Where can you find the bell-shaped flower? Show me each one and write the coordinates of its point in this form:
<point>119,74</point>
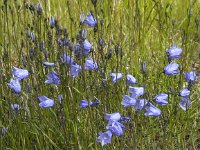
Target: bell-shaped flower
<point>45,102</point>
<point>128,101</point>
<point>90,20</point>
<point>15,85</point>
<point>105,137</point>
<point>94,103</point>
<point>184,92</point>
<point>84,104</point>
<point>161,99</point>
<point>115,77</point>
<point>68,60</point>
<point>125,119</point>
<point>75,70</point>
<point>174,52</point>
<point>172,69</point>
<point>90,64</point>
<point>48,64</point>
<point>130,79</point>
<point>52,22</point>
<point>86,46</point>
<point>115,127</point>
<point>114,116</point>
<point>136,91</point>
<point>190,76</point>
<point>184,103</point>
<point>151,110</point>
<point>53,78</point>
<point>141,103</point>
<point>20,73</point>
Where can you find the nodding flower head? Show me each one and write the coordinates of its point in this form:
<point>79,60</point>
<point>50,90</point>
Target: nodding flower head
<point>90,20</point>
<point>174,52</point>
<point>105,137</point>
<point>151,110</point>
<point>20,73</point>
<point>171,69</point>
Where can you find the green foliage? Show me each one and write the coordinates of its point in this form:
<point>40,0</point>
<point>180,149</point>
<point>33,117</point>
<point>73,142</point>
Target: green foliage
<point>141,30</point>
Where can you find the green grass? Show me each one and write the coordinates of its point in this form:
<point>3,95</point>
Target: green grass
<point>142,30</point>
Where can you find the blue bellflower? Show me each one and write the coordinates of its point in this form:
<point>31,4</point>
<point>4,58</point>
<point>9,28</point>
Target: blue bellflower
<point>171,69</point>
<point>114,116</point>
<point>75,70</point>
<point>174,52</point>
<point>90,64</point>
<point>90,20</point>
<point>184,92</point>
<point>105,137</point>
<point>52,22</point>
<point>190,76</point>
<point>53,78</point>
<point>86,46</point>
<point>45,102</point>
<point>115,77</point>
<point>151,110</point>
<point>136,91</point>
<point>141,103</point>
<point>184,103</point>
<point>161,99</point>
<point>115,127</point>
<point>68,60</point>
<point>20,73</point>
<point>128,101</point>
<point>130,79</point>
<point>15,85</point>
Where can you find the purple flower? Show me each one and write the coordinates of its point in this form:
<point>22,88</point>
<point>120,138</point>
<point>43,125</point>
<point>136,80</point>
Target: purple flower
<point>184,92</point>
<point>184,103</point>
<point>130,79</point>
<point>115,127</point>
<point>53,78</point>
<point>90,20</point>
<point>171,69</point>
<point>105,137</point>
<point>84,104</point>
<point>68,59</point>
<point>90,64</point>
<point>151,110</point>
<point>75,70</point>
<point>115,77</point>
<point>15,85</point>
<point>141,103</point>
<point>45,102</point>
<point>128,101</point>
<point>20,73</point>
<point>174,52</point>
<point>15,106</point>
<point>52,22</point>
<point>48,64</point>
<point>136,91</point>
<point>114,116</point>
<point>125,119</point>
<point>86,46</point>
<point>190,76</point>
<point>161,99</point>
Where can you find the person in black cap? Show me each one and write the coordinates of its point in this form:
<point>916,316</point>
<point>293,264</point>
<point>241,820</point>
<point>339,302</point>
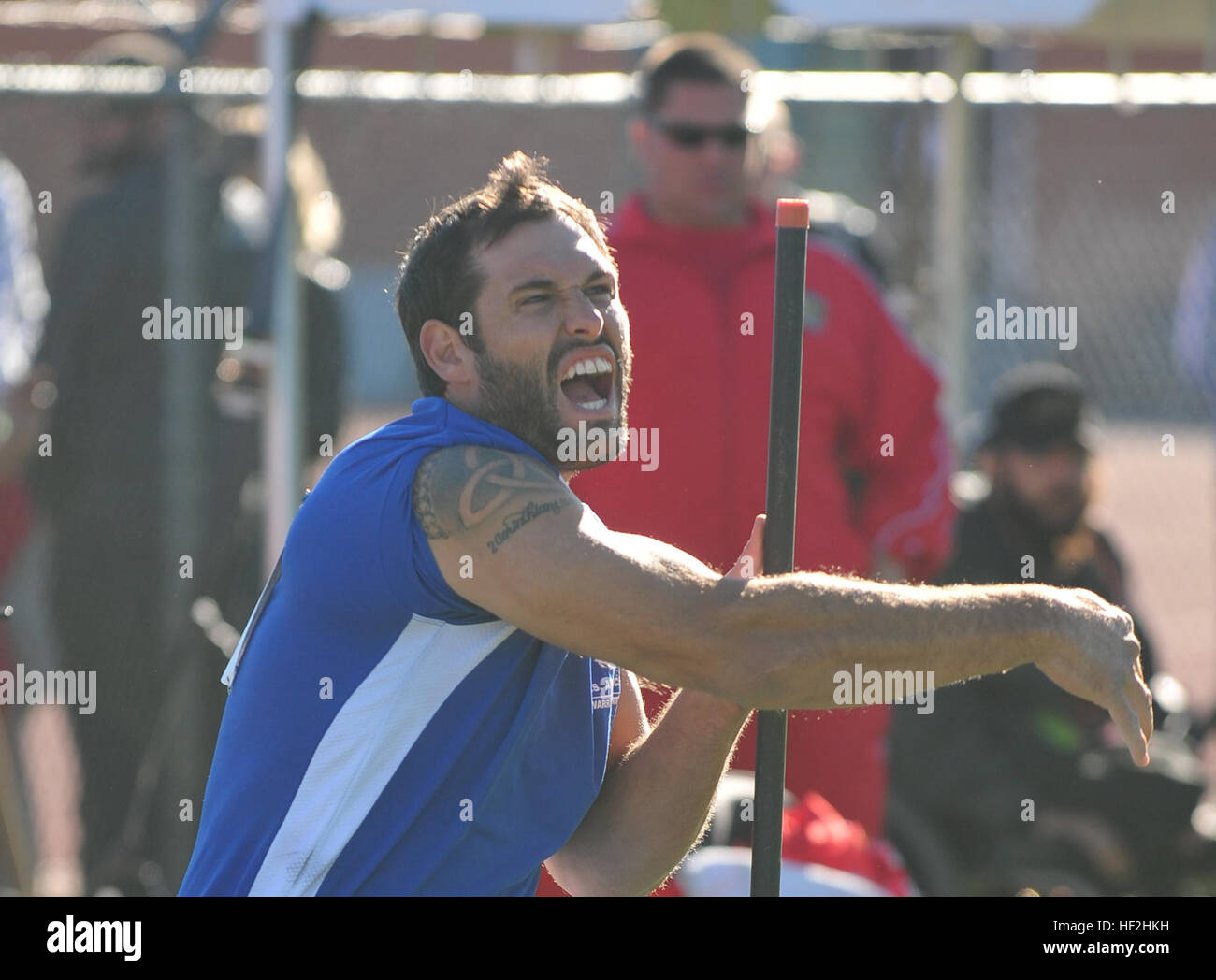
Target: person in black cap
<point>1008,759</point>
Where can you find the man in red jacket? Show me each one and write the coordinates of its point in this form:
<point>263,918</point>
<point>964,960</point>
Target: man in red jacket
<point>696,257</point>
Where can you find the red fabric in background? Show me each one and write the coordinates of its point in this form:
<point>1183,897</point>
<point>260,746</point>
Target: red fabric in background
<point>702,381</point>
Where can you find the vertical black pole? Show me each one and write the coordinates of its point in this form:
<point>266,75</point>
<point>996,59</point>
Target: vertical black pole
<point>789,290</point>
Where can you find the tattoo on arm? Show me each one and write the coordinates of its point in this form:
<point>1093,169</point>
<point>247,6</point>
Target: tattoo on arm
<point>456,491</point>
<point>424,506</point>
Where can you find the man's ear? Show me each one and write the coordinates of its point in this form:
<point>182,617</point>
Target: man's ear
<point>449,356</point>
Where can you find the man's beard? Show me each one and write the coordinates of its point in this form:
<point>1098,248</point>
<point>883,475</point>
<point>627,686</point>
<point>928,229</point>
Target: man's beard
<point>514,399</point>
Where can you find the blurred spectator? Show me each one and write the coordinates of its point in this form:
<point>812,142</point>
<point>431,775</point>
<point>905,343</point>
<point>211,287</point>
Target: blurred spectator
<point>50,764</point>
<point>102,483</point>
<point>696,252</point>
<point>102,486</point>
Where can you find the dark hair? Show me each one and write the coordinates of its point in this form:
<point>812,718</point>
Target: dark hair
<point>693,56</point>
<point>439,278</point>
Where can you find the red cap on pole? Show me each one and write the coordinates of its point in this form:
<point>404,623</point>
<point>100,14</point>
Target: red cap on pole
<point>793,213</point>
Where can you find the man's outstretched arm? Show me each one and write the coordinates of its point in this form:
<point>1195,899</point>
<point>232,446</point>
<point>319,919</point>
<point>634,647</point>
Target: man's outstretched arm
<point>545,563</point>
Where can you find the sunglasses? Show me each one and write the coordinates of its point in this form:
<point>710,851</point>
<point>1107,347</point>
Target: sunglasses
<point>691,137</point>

- - - - - - -

ASSIGNMENT ▸
Copy the whole of the material above exactly, and exclude every picture.

RESULT ▸
Where can you find the bell-shaped flower? Show me each one and write the coordinates of its point in this form:
<point>119,74</point>
Target: bell-shaped flower
<point>45,102</point>
<point>128,101</point>
<point>90,20</point>
<point>15,85</point>
<point>105,137</point>
<point>94,103</point>
<point>184,92</point>
<point>84,104</point>
<point>161,99</point>
<point>115,77</point>
<point>68,60</point>
<point>125,119</point>
<point>75,70</point>
<point>174,52</point>
<point>172,69</point>
<point>90,64</point>
<point>48,64</point>
<point>130,79</point>
<point>52,22</point>
<point>86,46</point>
<point>115,127</point>
<point>114,116</point>
<point>136,91</point>
<point>190,76</point>
<point>184,103</point>
<point>151,110</point>
<point>53,78</point>
<point>141,103</point>
<point>20,73</point>
Where can you find the nodding flower head? Show me each one and write the coordinates of its point in this form:
<point>79,60</point>
<point>50,90</point>
Target: nodding flower head
<point>90,20</point>
<point>174,52</point>
<point>105,137</point>
<point>151,110</point>
<point>20,73</point>
<point>171,69</point>
Where can you find the green foliage? Show me each one and write the coordinates of its point in this form:
<point>40,0</point>
<point>180,149</point>
<point>33,117</point>
<point>73,142</point>
Target: green foliage
<point>141,30</point>
Where can you find the green grass? Show me each one and write the coordinates of its point in this form:
<point>3,95</point>
Target: green grass
<point>142,30</point>
Where can you find the blue bellflower? Show me each one and write the coordinates of its point in this form:
<point>31,4</point>
<point>4,58</point>
<point>9,28</point>
Target: blue bellflower
<point>171,69</point>
<point>114,116</point>
<point>75,70</point>
<point>174,52</point>
<point>90,64</point>
<point>90,20</point>
<point>184,92</point>
<point>105,137</point>
<point>52,22</point>
<point>190,76</point>
<point>53,78</point>
<point>86,46</point>
<point>45,102</point>
<point>115,77</point>
<point>151,110</point>
<point>136,91</point>
<point>141,103</point>
<point>184,103</point>
<point>161,99</point>
<point>115,127</point>
<point>68,60</point>
<point>20,73</point>
<point>128,101</point>
<point>130,79</point>
<point>15,85</point>
Where can you find the purple flower? Show me each one and write the coordinates of its point in this form:
<point>22,88</point>
<point>120,138</point>
<point>43,125</point>
<point>136,80</point>
Target: purple flower
<point>184,92</point>
<point>184,103</point>
<point>130,79</point>
<point>115,127</point>
<point>53,78</point>
<point>90,20</point>
<point>171,69</point>
<point>105,137</point>
<point>84,104</point>
<point>68,59</point>
<point>90,64</point>
<point>151,110</point>
<point>75,70</point>
<point>115,77</point>
<point>15,85</point>
<point>141,103</point>
<point>45,102</point>
<point>128,101</point>
<point>20,73</point>
<point>174,52</point>
<point>15,106</point>
<point>52,22</point>
<point>48,64</point>
<point>136,91</point>
<point>114,116</point>
<point>125,119</point>
<point>86,46</point>
<point>190,76</point>
<point>161,99</point>
Where can you find the person in black cap? Show me each one and write the coordinates of its point in this form:
<point>916,316</point>
<point>293,264</point>
<point>241,820</point>
<point>339,302</point>
Target: person in black cap
<point>1008,759</point>
Where can you find the man in red jacket? Show me each one and write the coordinates of its point in this form:
<point>263,918</point>
<point>964,960</point>
Target: man in red jacket
<point>696,257</point>
Where can you find the red fabric in background? Show me each one and write the coordinates of its point in this form:
<point>1183,897</point>
<point>260,746</point>
Target: red fabric in background
<point>702,381</point>
Where can you find the vertical black pole? Show me each one and write the coordinates of its point in this form:
<point>266,75</point>
<point>996,59</point>
Target: vertical black pole
<point>789,290</point>
Where can you find the tattoo on arm? Show me each one and write the coordinates of its point in this form:
<point>1093,169</point>
<point>247,6</point>
Target: tattoo on arm
<point>456,491</point>
<point>424,506</point>
Where can you find the man's ear? Show me each one and write the coordinates of its point in this form:
<point>182,617</point>
Target: man's ear
<point>449,356</point>
Where can you find the man's beard? Show me each one and write the coordinates of its point in this form:
<point>1098,248</point>
<point>883,475</point>
<point>627,686</point>
<point>928,229</point>
Target: man's beard
<point>514,399</point>
Where can you find the blurred spectator? Show me each one and write the coordinates of its point in this form:
<point>812,142</point>
<point>431,775</point>
<point>905,343</point>
<point>211,287</point>
Target: blurred spectator
<point>50,764</point>
<point>102,483</point>
<point>696,252</point>
<point>102,486</point>
Where can you find the dark hair? Show me each one and write the coordinates of its point in this form:
<point>812,718</point>
Target: dark hair
<point>693,56</point>
<point>439,278</point>
Where can you find the red cap on pole? Show me each one and write the coordinates of its point in this form:
<point>404,623</point>
<point>100,14</point>
Target: red cap on pole
<point>793,213</point>
Where can you find the man's outstretched arm? Show me each one and write the coordinates of its point in this form:
<point>1195,899</point>
<point>232,446</point>
<point>319,919</point>
<point>634,647</point>
Target: man's outstretched arm
<point>545,563</point>
Where can you find the sunglasses? Show me each one and write the coordinates of its point in this form:
<point>710,851</point>
<point>1107,347</point>
Target: sunglasses
<point>691,137</point>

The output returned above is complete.